Exercise directions: Copy out each line of the data that holds the word "outstretched".

Source material:
· · · · · · ·

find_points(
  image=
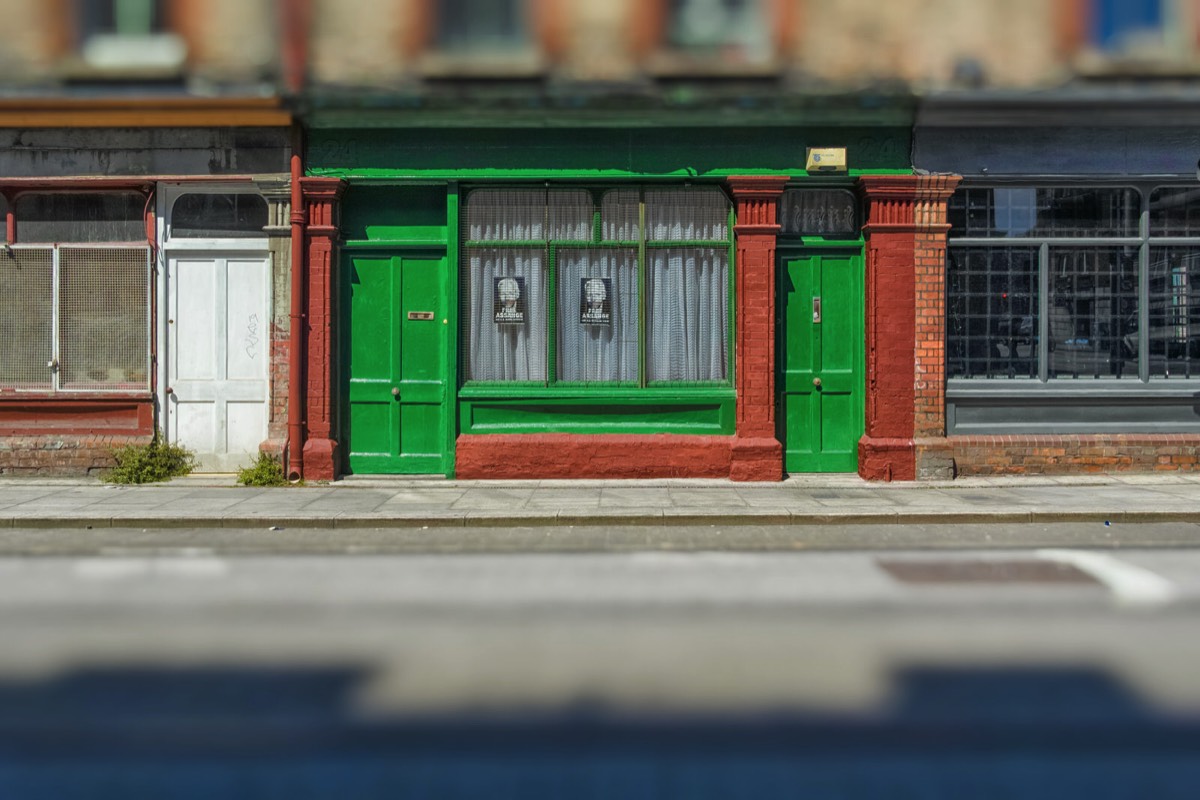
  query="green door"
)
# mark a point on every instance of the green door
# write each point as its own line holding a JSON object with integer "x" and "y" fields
{"x": 821, "y": 415}
{"x": 396, "y": 350}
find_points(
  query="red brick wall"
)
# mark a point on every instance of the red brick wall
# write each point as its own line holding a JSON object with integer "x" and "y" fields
{"x": 756, "y": 453}
{"x": 322, "y": 196}
{"x": 1065, "y": 455}
{"x": 25, "y": 456}
{"x": 905, "y": 276}
{"x": 592, "y": 456}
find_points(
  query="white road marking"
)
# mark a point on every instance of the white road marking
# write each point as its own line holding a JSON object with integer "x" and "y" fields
{"x": 123, "y": 569}
{"x": 1131, "y": 585}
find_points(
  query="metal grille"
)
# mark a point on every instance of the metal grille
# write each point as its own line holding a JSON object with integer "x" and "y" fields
{"x": 1175, "y": 211}
{"x": 103, "y": 301}
{"x": 1092, "y": 326}
{"x": 1174, "y": 312}
{"x": 27, "y": 281}
{"x": 993, "y": 312}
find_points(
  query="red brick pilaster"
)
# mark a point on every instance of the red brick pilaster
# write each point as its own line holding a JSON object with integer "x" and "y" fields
{"x": 321, "y": 196}
{"x": 905, "y": 310}
{"x": 756, "y": 452}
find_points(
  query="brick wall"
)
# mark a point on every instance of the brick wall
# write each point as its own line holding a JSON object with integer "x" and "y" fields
{"x": 1062, "y": 455}
{"x": 61, "y": 455}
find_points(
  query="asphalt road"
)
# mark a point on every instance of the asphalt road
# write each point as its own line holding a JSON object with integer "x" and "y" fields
{"x": 169, "y": 669}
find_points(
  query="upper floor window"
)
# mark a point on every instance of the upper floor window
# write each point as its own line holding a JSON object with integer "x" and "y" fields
{"x": 127, "y": 35}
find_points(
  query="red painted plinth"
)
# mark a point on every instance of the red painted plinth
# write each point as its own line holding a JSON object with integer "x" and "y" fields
{"x": 319, "y": 459}
{"x": 600, "y": 456}
{"x": 756, "y": 459}
{"x": 887, "y": 459}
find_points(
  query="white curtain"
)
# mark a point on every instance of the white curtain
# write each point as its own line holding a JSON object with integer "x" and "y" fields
{"x": 592, "y": 352}
{"x": 688, "y": 306}
{"x": 505, "y": 350}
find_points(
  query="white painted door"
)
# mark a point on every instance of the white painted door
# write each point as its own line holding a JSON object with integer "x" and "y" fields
{"x": 219, "y": 355}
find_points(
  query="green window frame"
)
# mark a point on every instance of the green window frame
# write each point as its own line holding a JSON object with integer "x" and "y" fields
{"x": 660, "y": 257}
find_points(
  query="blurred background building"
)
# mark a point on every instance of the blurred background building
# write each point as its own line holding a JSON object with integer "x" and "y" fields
{"x": 910, "y": 239}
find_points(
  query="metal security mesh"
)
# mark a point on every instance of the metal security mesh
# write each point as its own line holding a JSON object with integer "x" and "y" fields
{"x": 103, "y": 307}
{"x": 27, "y": 277}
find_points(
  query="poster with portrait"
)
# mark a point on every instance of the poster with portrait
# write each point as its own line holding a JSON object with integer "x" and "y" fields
{"x": 595, "y": 301}
{"x": 508, "y": 301}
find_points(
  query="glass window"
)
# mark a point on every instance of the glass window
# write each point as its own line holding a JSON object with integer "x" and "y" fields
{"x": 819, "y": 212}
{"x": 593, "y": 256}
{"x": 219, "y": 216}
{"x": 733, "y": 30}
{"x": 1027, "y": 211}
{"x": 1120, "y": 306}
{"x": 79, "y": 217}
{"x": 490, "y": 25}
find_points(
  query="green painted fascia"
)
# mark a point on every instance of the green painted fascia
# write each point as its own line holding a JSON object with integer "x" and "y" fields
{"x": 591, "y": 155}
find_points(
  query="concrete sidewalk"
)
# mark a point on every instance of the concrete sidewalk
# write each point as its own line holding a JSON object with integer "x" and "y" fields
{"x": 216, "y": 501}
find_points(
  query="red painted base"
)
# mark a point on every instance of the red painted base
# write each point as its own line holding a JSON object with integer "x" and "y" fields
{"x": 319, "y": 459}
{"x": 575, "y": 456}
{"x": 887, "y": 459}
{"x": 756, "y": 459}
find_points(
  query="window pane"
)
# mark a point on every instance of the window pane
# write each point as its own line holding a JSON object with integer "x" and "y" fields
{"x": 570, "y": 215}
{"x": 819, "y": 212}
{"x": 25, "y": 317}
{"x": 618, "y": 216}
{"x": 1175, "y": 212}
{"x": 505, "y": 313}
{"x": 66, "y": 217}
{"x": 507, "y": 215}
{"x": 1092, "y": 326}
{"x": 1175, "y": 312}
{"x": 597, "y": 314}
{"x": 219, "y": 216}
{"x": 1030, "y": 211}
{"x": 993, "y": 312}
{"x": 688, "y": 313}
{"x": 103, "y": 305}
{"x": 487, "y": 24}
{"x": 687, "y": 215}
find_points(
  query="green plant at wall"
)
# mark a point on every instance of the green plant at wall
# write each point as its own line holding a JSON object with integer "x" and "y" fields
{"x": 156, "y": 461}
{"x": 265, "y": 471}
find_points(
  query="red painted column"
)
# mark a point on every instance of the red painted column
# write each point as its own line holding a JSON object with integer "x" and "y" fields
{"x": 905, "y": 233}
{"x": 756, "y": 453}
{"x": 321, "y": 196}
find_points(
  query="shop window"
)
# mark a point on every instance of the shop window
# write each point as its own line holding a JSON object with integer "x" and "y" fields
{"x": 219, "y": 216}
{"x": 819, "y": 212}
{"x": 1062, "y": 284}
{"x": 75, "y": 294}
{"x": 625, "y": 287}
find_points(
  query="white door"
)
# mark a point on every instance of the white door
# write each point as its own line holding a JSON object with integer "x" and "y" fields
{"x": 219, "y": 349}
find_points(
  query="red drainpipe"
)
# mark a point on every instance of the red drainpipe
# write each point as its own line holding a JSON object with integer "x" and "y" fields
{"x": 295, "y": 344}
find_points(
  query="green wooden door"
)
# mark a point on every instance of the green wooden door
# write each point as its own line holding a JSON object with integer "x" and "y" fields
{"x": 396, "y": 353}
{"x": 821, "y": 354}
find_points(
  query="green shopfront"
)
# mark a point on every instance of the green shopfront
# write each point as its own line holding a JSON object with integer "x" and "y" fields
{"x": 539, "y": 301}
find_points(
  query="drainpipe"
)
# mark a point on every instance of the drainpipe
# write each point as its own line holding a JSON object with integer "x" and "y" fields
{"x": 295, "y": 343}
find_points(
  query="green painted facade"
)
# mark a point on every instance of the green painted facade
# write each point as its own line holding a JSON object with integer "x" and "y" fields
{"x": 400, "y": 220}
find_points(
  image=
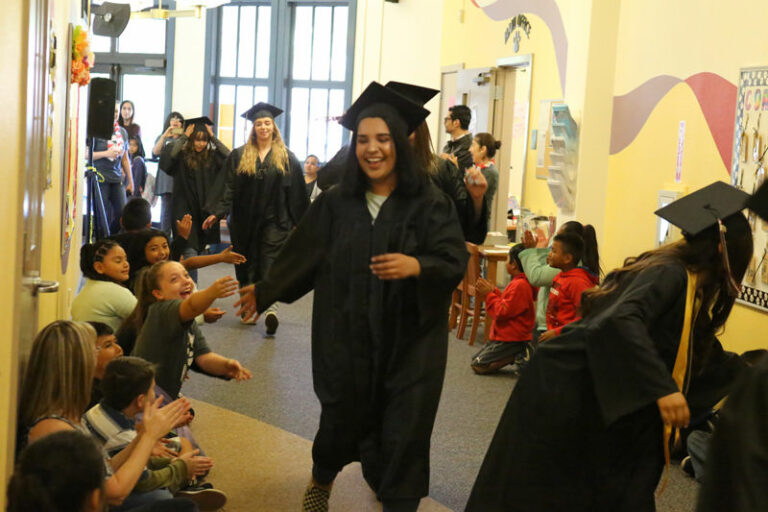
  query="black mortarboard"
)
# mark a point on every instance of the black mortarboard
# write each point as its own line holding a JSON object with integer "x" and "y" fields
{"x": 415, "y": 93}
{"x": 198, "y": 121}
{"x": 260, "y": 110}
{"x": 702, "y": 209}
{"x": 758, "y": 203}
{"x": 376, "y": 95}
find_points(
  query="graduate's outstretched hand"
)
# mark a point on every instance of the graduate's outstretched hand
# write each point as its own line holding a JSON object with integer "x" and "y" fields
{"x": 161, "y": 449}
{"x": 395, "y": 266}
{"x": 184, "y": 226}
{"x": 529, "y": 241}
{"x": 674, "y": 410}
{"x": 159, "y": 421}
{"x": 247, "y": 303}
{"x": 475, "y": 182}
{"x": 548, "y": 335}
{"x": 212, "y": 315}
{"x": 483, "y": 287}
{"x": 230, "y": 256}
{"x": 235, "y": 370}
{"x": 209, "y": 221}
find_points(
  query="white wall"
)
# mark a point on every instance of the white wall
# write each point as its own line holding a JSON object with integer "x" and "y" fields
{"x": 189, "y": 66}
{"x": 392, "y": 42}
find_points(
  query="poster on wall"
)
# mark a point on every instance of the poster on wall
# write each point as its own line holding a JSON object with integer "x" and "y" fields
{"x": 748, "y": 171}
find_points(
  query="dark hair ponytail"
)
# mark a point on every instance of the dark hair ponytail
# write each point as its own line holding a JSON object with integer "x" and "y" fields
{"x": 591, "y": 256}
{"x": 487, "y": 140}
{"x": 56, "y": 474}
{"x": 93, "y": 253}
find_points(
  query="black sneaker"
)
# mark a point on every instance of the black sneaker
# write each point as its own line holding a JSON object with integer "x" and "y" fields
{"x": 205, "y": 496}
{"x": 687, "y": 465}
{"x": 271, "y": 322}
{"x": 315, "y": 499}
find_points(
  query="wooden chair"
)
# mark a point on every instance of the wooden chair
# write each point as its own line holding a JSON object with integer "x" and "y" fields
{"x": 460, "y": 309}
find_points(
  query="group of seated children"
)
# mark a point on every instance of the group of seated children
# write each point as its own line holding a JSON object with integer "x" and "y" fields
{"x": 543, "y": 296}
{"x": 117, "y": 398}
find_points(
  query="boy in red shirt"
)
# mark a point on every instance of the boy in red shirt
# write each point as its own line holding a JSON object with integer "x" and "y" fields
{"x": 514, "y": 316}
{"x": 568, "y": 285}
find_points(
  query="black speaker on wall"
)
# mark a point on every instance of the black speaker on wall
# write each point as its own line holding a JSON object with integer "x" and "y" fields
{"x": 101, "y": 107}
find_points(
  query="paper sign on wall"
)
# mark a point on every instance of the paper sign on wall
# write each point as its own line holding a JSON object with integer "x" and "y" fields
{"x": 680, "y": 144}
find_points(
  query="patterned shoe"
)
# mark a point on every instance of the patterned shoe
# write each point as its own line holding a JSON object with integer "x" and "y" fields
{"x": 271, "y": 322}
{"x": 315, "y": 499}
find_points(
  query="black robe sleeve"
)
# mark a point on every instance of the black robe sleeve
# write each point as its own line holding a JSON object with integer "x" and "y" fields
{"x": 297, "y": 199}
{"x": 444, "y": 260}
{"x": 224, "y": 205}
{"x": 627, "y": 370}
{"x": 451, "y": 181}
{"x": 292, "y": 275}
{"x": 736, "y": 471}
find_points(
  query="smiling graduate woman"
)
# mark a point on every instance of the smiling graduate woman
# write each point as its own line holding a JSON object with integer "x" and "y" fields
{"x": 265, "y": 193}
{"x": 382, "y": 251}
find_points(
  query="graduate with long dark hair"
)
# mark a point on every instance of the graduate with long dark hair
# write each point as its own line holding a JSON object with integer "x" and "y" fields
{"x": 196, "y": 163}
{"x": 586, "y": 425}
{"x": 382, "y": 251}
{"x": 265, "y": 194}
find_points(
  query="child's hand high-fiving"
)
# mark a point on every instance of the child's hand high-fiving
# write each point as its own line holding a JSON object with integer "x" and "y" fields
{"x": 223, "y": 287}
{"x": 230, "y": 256}
{"x": 234, "y": 370}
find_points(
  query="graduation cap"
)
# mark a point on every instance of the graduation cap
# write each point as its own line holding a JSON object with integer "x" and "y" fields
{"x": 758, "y": 203}
{"x": 260, "y": 110}
{"x": 415, "y": 93}
{"x": 708, "y": 207}
{"x": 376, "y": 95}
{"x": 704, "y": 208}
{"x": 198, "y": 121}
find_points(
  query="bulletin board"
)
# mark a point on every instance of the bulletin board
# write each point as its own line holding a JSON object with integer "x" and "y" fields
{"x": 748, "y": 171}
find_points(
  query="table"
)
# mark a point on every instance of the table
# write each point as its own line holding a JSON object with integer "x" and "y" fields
{"x": 493, "y": 255}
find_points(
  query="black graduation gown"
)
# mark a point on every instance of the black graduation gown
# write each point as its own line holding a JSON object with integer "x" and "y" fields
{"x": 195, "y": 191}
{"x": 447, "y": 178}
{"x": 378, "y": 347}
{"x": 736, "y": 471}
{"x": 252, "y": 199}
{"x": 581, "y": 430}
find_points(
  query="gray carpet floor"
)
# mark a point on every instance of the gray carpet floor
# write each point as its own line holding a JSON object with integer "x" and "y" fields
{"x": 280, "y": 393}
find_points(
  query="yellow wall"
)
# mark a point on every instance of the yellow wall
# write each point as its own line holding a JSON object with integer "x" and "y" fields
{"x": 13, "y": 36}
{"x": 614, "y": 47}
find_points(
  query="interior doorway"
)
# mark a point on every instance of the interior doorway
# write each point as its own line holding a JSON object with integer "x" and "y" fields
{"x": 510, "y": 126}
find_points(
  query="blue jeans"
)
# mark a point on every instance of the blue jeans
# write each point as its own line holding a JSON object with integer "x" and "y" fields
{"x": 698, "y": 445}
{"x": 113, "y": 197}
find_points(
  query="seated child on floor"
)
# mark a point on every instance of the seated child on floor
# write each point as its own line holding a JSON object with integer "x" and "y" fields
{"x": 567, "y": 286}
{"x": 104, "y": 297}
{"x": 62, "y": 472}
{"x": 107, "y": 349}
{"x": 168, "y": 335}
{"x": 514, "y": 316}
{"x": 128, "y": 383}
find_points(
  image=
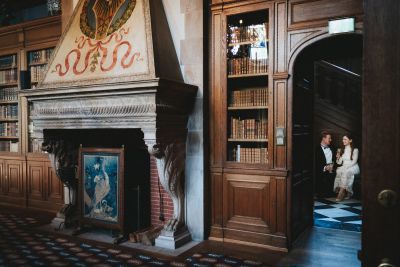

· · · · · · ·

Expected answer:
  query="graduate's outstretched hand"
# mark a point on every instance of the graduate's outstretched hand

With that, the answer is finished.